__Set problem__: Please count the lines in the items below that contain the string "retaining", treating uppercase and lowercase as different, and reply with only that number.

__Provided data__:
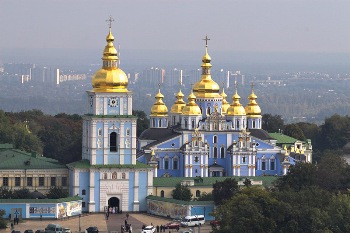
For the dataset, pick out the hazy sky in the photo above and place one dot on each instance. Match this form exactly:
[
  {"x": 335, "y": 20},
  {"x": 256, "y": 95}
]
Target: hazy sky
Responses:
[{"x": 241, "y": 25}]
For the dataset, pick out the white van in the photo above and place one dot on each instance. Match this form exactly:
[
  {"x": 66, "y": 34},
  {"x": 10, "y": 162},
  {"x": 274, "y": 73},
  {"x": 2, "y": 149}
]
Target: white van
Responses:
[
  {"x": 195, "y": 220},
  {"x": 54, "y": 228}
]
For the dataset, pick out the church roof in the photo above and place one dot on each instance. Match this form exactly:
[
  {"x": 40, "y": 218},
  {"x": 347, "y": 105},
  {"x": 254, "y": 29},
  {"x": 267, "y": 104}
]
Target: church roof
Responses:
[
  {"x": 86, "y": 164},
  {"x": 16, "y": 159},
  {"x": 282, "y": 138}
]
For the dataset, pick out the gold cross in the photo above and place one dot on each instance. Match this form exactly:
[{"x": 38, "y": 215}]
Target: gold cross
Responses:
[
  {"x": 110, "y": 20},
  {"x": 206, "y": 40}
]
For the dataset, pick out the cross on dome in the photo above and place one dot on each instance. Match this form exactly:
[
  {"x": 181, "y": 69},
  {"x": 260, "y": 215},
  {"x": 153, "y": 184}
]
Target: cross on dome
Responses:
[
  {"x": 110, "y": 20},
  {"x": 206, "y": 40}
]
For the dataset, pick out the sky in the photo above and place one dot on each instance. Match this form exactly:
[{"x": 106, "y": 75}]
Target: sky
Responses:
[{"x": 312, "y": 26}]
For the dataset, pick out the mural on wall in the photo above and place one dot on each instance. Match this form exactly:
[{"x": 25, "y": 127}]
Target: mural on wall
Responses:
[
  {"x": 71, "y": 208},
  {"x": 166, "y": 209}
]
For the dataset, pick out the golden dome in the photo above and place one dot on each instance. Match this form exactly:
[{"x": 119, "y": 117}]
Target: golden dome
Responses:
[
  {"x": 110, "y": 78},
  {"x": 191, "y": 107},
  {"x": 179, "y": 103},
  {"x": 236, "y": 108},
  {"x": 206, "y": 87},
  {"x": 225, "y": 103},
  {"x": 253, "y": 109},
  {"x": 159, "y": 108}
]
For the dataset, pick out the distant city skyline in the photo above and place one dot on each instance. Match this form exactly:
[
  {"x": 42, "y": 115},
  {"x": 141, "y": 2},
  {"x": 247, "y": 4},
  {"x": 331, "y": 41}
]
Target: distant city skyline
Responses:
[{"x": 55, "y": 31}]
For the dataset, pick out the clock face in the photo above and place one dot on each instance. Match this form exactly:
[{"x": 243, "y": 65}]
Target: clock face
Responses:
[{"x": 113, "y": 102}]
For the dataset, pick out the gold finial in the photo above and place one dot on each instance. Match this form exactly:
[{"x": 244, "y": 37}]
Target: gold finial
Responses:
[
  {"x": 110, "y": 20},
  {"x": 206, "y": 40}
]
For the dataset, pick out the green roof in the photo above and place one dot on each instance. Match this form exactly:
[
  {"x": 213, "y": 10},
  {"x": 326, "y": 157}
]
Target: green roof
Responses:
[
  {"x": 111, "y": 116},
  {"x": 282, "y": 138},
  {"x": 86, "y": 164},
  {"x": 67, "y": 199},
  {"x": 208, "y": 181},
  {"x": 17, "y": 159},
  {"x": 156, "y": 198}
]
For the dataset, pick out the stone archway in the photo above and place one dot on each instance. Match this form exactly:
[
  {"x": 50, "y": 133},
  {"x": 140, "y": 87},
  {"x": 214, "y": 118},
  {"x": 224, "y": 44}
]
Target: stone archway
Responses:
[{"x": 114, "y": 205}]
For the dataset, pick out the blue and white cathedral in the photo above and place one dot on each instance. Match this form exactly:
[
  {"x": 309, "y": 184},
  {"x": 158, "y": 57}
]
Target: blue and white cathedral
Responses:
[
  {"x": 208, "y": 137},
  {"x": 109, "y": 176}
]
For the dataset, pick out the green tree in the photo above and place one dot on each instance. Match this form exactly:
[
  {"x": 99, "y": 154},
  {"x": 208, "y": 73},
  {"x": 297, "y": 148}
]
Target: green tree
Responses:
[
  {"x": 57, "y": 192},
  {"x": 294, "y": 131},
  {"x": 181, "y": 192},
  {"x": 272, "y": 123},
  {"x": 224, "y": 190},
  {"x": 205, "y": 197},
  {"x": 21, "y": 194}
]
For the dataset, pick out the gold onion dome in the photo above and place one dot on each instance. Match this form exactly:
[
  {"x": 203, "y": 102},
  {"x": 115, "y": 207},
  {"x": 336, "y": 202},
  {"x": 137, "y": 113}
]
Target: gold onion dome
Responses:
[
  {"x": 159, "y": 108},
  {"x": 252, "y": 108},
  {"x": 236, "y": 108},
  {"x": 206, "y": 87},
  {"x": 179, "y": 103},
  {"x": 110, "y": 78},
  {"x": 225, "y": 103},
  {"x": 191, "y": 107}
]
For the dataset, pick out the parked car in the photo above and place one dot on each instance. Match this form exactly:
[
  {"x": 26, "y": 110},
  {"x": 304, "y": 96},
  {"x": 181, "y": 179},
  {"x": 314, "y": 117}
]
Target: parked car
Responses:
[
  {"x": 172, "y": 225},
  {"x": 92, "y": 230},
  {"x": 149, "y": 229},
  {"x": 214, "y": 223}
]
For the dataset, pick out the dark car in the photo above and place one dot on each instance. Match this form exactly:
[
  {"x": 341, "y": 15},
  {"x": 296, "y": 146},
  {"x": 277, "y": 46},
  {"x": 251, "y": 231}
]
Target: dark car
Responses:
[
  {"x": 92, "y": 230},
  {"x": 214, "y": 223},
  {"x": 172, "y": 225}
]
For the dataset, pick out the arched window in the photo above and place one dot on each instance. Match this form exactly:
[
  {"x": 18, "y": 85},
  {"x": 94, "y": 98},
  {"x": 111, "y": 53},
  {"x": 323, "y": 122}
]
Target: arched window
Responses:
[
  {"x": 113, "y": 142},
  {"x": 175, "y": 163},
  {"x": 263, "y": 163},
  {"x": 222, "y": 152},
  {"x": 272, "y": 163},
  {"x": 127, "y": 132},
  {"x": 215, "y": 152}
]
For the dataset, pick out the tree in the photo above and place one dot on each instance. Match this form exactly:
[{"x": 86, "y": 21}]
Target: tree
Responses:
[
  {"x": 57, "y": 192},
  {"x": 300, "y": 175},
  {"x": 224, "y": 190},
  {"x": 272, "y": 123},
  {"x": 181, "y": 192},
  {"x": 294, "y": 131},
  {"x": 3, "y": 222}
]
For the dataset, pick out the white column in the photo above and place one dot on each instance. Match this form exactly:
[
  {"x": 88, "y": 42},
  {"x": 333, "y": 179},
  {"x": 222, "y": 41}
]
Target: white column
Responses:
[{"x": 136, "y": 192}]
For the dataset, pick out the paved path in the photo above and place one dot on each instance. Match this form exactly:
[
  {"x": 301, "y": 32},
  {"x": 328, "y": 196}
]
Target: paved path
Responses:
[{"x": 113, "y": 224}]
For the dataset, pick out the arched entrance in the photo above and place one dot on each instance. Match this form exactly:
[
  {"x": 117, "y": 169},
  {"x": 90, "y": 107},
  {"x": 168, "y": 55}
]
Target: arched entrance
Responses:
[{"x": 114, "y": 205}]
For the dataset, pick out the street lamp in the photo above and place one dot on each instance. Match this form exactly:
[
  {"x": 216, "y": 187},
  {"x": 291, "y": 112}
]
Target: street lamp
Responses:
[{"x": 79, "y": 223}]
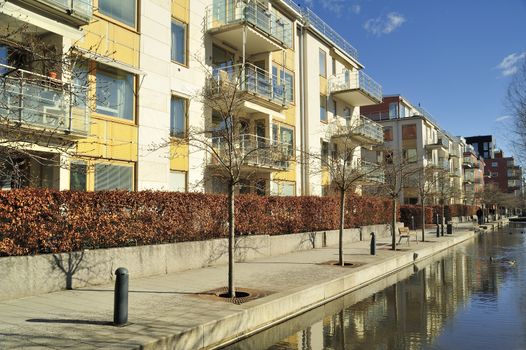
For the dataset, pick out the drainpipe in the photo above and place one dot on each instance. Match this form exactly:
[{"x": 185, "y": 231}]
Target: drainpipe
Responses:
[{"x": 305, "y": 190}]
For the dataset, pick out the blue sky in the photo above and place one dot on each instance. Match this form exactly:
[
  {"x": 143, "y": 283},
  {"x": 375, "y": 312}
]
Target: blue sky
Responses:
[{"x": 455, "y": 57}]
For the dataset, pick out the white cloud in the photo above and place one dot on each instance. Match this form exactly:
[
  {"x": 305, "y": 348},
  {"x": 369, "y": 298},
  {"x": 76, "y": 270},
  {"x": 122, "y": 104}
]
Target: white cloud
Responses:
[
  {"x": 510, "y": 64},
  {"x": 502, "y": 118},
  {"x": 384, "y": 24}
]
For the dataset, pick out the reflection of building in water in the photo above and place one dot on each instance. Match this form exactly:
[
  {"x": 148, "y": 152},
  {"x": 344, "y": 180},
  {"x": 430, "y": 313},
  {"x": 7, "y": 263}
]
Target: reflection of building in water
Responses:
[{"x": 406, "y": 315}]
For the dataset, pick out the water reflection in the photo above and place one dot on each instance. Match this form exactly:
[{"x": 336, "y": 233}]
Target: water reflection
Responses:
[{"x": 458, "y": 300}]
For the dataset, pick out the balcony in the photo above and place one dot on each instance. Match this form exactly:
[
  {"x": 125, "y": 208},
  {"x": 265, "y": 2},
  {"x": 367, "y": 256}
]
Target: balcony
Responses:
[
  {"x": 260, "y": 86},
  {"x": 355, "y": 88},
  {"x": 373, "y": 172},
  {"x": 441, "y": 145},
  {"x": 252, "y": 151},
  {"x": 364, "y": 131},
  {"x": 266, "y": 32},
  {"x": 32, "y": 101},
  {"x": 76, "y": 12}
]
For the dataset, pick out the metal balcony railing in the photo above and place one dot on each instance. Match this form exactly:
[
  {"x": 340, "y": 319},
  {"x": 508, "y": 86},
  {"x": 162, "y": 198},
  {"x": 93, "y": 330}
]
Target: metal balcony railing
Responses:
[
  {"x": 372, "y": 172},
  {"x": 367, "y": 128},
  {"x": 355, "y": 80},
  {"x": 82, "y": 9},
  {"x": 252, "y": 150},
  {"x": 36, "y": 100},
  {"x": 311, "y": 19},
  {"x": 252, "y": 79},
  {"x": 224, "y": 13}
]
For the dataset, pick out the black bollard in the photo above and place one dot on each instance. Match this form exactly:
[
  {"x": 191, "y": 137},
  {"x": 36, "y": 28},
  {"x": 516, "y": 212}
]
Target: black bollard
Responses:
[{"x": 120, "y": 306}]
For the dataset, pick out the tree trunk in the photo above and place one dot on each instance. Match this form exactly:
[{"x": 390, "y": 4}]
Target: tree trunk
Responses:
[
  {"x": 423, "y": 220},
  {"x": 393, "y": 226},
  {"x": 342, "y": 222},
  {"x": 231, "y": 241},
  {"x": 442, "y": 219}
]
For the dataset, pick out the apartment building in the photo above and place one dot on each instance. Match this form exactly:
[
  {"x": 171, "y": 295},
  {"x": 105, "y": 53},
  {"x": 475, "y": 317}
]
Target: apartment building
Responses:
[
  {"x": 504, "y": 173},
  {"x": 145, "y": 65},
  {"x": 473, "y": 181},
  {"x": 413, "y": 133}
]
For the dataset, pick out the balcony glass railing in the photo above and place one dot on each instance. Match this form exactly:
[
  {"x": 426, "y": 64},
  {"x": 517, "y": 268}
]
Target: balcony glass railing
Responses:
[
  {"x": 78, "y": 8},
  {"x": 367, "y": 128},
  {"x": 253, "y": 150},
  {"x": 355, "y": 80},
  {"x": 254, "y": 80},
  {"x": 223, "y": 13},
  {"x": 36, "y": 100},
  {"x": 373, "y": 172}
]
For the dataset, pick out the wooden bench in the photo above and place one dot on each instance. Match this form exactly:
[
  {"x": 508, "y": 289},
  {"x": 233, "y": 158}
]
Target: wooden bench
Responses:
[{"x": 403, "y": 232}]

---

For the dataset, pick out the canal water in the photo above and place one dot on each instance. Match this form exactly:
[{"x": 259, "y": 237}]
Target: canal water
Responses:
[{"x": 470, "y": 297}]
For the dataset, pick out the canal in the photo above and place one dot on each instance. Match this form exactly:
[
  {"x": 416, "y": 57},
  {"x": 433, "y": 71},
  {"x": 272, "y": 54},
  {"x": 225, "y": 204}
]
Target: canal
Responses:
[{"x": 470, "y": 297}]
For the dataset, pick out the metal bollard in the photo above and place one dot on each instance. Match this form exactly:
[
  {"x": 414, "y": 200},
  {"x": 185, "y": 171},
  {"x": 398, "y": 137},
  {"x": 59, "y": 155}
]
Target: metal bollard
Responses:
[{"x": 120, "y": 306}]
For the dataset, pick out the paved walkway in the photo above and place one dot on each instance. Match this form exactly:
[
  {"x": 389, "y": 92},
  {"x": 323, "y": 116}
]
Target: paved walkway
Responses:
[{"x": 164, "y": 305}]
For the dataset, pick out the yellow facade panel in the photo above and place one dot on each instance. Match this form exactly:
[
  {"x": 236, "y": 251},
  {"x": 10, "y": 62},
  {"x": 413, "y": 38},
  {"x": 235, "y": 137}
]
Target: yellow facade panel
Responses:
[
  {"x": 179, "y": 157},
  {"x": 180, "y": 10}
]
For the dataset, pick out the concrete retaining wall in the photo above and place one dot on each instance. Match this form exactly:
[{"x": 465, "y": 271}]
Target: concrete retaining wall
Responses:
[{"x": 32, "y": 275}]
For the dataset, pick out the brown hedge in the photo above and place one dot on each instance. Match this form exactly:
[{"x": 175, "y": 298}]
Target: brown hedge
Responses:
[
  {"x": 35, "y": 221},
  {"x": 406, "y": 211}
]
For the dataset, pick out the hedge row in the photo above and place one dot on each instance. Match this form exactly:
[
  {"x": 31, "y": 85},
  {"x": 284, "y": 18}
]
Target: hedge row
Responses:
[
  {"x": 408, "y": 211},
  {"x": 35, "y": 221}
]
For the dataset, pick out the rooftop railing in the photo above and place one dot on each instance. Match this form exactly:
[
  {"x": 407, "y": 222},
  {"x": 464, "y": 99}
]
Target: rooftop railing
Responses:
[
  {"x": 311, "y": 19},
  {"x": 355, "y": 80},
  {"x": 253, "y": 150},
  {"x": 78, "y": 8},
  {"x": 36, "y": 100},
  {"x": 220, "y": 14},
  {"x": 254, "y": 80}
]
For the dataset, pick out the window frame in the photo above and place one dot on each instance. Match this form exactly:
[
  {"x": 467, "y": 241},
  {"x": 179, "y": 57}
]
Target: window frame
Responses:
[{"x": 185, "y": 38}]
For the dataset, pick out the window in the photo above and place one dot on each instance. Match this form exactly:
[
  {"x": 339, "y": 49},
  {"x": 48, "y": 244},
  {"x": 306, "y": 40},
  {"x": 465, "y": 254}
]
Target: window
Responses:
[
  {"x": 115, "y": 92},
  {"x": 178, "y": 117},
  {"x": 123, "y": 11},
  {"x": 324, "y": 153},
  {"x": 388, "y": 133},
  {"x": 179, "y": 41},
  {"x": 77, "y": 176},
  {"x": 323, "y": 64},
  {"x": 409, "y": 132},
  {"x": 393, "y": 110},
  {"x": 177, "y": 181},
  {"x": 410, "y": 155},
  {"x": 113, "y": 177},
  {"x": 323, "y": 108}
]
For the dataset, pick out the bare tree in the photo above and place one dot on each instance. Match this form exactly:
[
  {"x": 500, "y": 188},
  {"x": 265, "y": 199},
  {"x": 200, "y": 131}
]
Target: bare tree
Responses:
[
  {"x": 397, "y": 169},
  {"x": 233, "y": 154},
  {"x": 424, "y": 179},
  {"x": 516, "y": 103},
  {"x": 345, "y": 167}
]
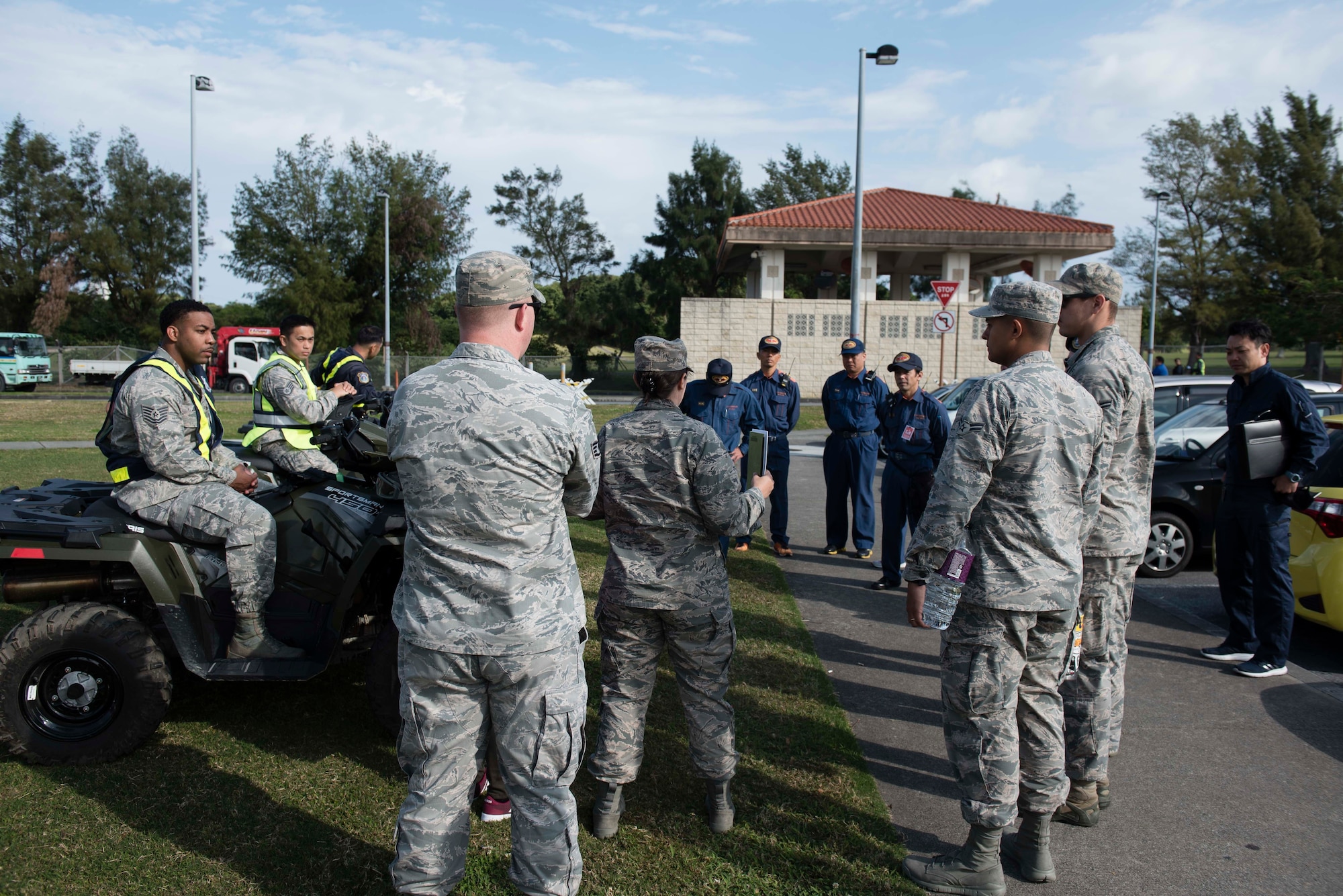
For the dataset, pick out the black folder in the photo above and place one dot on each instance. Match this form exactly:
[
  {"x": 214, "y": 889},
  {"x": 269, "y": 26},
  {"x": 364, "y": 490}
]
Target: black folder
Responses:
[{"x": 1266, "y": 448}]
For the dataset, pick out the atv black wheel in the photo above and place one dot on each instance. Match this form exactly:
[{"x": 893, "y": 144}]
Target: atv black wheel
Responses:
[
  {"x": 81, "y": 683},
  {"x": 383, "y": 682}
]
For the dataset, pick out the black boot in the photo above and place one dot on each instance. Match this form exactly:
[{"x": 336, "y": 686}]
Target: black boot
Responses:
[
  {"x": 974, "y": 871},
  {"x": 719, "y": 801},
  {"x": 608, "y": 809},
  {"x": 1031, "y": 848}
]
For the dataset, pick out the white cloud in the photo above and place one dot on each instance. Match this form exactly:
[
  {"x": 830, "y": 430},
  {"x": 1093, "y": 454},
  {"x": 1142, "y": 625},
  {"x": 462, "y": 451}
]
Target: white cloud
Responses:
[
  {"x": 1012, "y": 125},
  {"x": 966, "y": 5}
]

---

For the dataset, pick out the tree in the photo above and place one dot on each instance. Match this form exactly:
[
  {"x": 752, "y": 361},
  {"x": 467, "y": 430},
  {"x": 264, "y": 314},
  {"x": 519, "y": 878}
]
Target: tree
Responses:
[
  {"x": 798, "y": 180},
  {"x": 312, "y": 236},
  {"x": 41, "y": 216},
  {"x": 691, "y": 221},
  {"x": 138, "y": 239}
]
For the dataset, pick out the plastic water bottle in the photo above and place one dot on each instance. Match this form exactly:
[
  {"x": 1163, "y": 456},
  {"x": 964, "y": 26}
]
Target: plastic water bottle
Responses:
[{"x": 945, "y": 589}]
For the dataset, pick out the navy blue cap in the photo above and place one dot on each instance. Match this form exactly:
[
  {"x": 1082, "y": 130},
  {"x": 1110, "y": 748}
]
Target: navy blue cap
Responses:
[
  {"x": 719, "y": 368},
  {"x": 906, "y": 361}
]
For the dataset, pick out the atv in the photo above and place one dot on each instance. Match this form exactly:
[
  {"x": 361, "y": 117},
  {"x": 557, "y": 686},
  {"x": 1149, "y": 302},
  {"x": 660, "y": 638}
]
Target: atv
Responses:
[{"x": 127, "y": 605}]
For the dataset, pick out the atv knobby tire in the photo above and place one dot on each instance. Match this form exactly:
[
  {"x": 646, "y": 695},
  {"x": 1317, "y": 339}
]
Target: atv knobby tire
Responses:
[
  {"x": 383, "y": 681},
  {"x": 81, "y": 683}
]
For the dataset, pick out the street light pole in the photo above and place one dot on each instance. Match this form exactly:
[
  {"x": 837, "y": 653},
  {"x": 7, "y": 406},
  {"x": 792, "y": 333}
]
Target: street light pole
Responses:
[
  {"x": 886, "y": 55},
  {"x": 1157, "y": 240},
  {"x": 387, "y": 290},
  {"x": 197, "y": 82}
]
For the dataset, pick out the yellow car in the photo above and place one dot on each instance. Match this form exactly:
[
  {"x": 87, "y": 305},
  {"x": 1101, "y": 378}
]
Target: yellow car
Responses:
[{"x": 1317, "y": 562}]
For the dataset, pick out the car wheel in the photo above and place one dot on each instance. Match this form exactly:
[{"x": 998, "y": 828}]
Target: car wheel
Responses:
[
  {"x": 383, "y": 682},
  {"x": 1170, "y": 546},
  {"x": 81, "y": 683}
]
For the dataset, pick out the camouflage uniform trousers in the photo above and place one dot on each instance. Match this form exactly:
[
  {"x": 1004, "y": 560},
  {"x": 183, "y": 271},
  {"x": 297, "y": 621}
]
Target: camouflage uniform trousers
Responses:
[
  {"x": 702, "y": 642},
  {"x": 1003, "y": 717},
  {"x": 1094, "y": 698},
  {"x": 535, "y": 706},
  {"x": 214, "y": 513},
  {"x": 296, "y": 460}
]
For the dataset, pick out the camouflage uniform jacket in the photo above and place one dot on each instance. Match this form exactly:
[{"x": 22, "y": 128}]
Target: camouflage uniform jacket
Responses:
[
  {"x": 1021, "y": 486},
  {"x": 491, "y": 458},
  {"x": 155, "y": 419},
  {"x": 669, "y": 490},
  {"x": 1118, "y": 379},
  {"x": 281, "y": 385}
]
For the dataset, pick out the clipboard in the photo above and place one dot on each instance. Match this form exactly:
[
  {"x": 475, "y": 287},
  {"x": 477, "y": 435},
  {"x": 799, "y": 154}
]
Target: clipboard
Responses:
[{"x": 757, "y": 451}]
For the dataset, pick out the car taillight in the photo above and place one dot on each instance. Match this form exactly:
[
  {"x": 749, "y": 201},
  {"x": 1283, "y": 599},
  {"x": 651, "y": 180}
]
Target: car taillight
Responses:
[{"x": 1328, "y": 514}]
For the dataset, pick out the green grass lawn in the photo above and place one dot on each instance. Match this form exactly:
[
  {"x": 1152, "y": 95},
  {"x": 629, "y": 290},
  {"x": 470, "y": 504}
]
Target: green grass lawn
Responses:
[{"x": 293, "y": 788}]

__Full response__: 2